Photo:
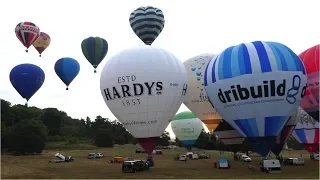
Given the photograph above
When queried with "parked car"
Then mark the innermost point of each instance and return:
(245, 158)
(288, 161)
(92, 156)
(204, 156)
(133, 166)
(140, 151)
(99, 155)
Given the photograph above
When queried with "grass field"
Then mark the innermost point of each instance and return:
(37, 166)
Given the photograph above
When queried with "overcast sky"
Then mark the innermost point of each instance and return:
(191, 28)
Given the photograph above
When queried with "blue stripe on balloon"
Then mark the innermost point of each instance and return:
(213, 70)
(227, 71)
(281, 58)
(235, 62)
(274, 124)
(263, 57)
(91, 48)
(276, 56)
(205, 79)
(248, 126)
(246, 59)
(221, 66)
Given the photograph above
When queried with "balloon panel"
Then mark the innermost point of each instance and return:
(227, 134)
(144, 88)
(27, 79)
(187, 129)
(42, 42)
(67, 69)
(307, 131)
(147, 23)
(211, 124)
(284, 134)
(94, 49)
(261, 83)
(27, 33)
(196, 97)
(310, 103)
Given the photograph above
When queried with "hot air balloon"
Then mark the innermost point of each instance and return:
(67, 69)
(42, 42)
(187, 128)
(147, 23)
(310, 102)
(144, 88)
(27, 33)
(284, 134)
(95, 50)
(27, 79)
(256, 87)
(307, 131)
(229, 136)
(196, 98)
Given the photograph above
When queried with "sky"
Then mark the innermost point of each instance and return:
(191, 28)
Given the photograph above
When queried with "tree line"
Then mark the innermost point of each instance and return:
(28, 130)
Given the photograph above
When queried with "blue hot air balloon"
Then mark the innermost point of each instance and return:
(67, 69)
(27, 79)
(256, 87)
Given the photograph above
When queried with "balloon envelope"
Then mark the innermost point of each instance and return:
(307, 131)
(196, 98)
(144, 88)
(187, 128)
(67, 69)
(284, 134)
(147, 23)
(229, 136)
(311, 60)
(95, 50)
(27, 33)
(256, 87)
(42, 42)
(27, 79)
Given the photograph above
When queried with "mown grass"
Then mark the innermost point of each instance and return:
(37, 166)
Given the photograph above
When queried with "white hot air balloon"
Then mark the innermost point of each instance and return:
(187, 128)
(196, 98)
(144, 88)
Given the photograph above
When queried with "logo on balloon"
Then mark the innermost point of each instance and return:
(132, 89)
(266, 89)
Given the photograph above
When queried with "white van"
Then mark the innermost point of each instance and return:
(270, 166)
(182, 158)
(298, 161)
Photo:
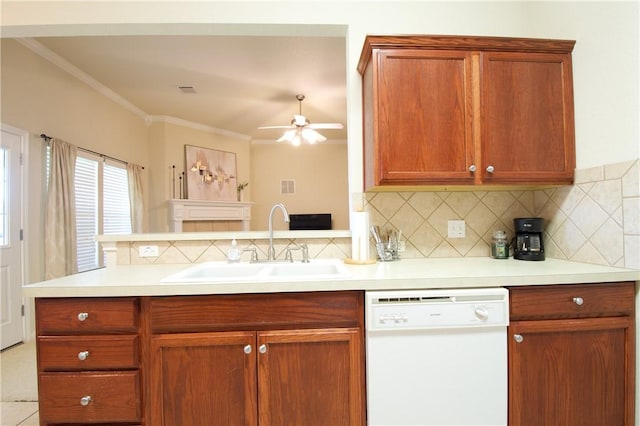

_Given task_
Locate each line of the listing above in which the word "white" appears, and copy those lines.

_Solved exercise_
When queried with "white hot air balloon"
When queried with "white van"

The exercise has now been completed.